> **PROBLEM DETAILS**: Your task is to reproduce exactly the lines from the line with "Reviewer note: check that every instance of the tree" through the end of the records below.

[Point labeling examples]

━━━━━━

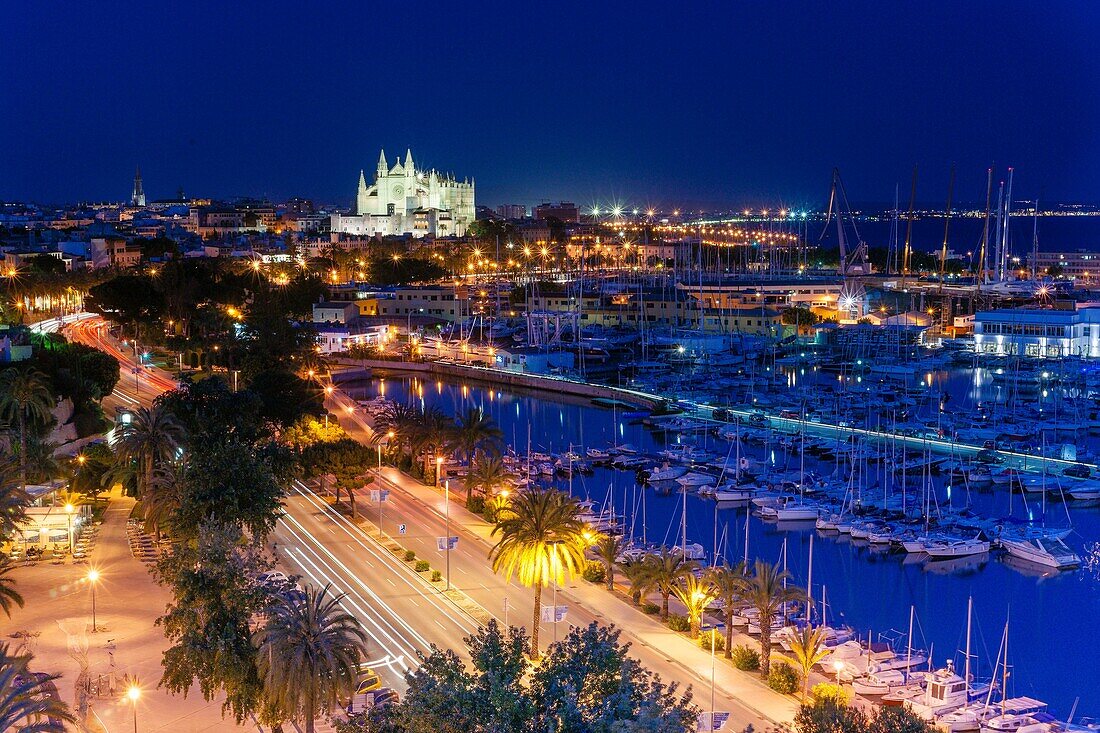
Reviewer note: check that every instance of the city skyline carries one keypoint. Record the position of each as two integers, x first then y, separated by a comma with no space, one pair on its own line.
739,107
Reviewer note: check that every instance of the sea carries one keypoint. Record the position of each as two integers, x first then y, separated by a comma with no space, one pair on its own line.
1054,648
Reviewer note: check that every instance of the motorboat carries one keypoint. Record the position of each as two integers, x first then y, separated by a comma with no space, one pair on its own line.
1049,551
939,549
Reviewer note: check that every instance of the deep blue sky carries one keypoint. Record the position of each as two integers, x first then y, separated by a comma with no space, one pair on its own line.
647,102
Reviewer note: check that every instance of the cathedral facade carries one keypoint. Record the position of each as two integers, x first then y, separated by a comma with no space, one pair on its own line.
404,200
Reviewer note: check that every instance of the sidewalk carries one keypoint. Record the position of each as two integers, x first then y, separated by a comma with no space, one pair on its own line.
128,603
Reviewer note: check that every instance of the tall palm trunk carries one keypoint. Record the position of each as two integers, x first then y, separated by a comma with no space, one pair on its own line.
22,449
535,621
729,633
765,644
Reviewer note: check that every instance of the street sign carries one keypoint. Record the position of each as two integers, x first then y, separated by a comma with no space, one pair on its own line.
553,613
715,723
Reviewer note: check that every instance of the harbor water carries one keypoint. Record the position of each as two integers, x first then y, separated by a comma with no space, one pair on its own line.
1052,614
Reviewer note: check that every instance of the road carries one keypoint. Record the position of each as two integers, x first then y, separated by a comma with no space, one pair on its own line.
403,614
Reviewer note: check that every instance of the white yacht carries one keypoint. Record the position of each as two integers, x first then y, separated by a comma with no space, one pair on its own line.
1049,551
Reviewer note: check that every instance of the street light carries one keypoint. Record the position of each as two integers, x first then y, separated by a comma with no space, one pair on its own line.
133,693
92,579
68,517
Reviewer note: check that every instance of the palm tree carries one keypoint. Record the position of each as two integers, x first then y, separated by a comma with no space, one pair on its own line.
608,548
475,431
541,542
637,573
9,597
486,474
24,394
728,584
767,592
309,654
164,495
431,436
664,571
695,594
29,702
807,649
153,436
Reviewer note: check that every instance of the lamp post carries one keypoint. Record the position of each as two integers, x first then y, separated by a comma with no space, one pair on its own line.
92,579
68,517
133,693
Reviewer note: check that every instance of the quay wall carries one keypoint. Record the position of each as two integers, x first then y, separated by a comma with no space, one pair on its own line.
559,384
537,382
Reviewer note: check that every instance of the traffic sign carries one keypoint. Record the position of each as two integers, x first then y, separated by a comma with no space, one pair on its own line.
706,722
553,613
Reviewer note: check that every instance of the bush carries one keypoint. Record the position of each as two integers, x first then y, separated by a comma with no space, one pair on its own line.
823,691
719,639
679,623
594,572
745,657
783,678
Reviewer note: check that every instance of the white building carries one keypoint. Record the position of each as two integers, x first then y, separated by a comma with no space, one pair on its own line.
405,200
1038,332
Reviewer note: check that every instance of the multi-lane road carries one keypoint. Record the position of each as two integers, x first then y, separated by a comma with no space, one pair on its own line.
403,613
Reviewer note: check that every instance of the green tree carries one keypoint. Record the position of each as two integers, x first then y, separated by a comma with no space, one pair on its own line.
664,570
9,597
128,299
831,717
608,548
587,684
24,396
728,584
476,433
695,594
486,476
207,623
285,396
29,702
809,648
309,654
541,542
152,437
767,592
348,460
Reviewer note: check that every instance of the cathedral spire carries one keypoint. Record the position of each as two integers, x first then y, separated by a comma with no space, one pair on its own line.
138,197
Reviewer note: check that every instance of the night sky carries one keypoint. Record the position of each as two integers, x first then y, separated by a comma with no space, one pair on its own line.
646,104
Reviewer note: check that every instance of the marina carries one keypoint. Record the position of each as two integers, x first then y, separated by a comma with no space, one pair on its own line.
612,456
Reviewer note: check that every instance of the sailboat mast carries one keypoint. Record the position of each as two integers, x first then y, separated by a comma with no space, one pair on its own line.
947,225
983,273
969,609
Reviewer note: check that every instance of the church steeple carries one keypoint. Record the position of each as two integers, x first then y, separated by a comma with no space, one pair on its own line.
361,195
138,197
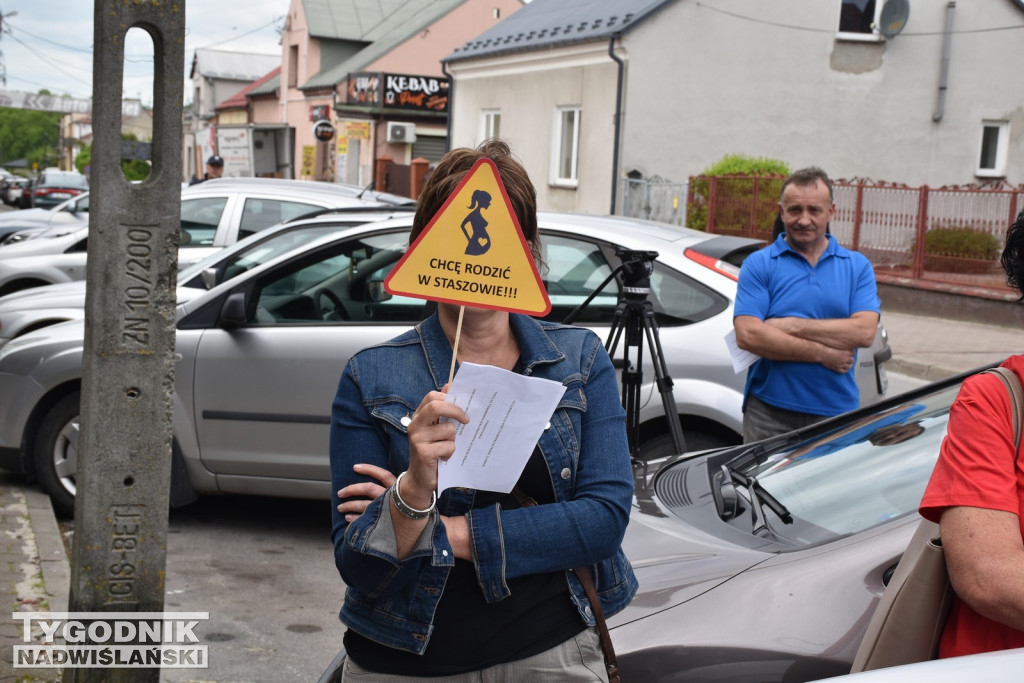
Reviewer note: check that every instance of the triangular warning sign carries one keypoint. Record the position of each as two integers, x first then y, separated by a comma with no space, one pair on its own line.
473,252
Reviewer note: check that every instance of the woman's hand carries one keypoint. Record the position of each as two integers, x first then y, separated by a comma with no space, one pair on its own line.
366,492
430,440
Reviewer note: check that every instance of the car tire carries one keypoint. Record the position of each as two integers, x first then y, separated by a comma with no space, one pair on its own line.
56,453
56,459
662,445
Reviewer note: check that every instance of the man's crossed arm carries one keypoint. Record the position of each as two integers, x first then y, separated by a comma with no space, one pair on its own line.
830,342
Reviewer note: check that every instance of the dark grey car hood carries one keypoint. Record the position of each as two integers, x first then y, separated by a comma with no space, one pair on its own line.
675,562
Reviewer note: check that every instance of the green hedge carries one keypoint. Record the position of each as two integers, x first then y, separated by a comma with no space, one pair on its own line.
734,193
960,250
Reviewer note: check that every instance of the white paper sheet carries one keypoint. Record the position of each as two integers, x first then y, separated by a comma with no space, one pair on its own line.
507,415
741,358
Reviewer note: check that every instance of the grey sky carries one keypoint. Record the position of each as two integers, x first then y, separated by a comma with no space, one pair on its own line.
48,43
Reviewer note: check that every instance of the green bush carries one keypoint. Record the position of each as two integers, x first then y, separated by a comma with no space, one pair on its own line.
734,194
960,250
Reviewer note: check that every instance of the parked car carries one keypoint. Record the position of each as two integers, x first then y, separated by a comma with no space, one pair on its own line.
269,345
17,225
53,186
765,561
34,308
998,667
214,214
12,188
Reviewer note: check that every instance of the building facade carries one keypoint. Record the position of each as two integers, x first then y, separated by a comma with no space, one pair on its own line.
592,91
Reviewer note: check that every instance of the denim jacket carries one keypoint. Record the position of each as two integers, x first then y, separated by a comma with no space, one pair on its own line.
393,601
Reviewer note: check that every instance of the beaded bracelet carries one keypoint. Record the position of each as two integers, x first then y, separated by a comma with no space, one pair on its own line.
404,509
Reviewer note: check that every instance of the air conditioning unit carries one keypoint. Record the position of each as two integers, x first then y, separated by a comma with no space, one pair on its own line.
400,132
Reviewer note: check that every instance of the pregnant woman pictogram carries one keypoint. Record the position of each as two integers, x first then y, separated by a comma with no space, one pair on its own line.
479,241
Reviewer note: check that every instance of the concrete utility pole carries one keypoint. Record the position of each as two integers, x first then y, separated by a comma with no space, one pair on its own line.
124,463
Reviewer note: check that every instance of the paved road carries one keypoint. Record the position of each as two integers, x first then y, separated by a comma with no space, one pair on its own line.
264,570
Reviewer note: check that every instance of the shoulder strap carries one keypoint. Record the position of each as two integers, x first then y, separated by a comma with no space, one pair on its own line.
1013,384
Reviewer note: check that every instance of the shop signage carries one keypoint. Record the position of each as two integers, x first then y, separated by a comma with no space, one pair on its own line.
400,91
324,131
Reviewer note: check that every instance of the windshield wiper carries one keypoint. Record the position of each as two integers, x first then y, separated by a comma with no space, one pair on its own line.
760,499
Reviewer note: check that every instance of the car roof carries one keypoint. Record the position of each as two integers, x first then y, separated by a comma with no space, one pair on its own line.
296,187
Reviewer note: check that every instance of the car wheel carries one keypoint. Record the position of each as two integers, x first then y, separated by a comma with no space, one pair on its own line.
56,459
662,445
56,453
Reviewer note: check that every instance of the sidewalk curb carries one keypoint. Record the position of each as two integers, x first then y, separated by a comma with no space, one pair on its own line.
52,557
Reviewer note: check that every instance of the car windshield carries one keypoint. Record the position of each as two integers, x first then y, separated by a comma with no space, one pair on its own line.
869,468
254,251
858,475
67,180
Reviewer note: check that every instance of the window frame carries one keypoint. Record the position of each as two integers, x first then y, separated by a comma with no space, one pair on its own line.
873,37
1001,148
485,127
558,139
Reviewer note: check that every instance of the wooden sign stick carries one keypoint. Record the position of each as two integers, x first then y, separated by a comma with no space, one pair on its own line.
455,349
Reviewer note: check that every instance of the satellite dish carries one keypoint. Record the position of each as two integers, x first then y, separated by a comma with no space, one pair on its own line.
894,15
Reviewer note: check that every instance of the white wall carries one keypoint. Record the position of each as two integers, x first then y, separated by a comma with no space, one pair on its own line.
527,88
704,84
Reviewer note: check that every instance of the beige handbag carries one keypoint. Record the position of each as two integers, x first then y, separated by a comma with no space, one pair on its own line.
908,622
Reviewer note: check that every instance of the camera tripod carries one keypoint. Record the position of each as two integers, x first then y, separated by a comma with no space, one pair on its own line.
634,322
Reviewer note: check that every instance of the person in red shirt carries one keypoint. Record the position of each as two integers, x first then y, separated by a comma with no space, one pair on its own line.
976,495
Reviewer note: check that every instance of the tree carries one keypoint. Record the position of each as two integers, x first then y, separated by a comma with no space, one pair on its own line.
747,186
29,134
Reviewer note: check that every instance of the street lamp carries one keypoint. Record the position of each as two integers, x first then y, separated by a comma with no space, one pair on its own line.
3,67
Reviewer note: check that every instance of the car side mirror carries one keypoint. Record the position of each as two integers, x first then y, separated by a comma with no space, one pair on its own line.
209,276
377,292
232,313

━━━━━━

> **EXERCISE OUTPUT**:
Reviewer note: check that every instance of the tree carries one keypoint. Record the position of each as two integers, x first then y, separated by a comma with no space, one pair on its own line.
747,186
29,134
Reviewer note: check that every instance of the street lamp carries one keypoint. Record the position of each as two integers, x first then y, separated by a comma with no space, one pair on its own line.
3,67
Reviewer note: check that every instance of the car side mirror carries one keypoint. Record the position of each as two integers, x first then y, separated by a comma with no space, one pair on its own line.
209,276
377,292
232,313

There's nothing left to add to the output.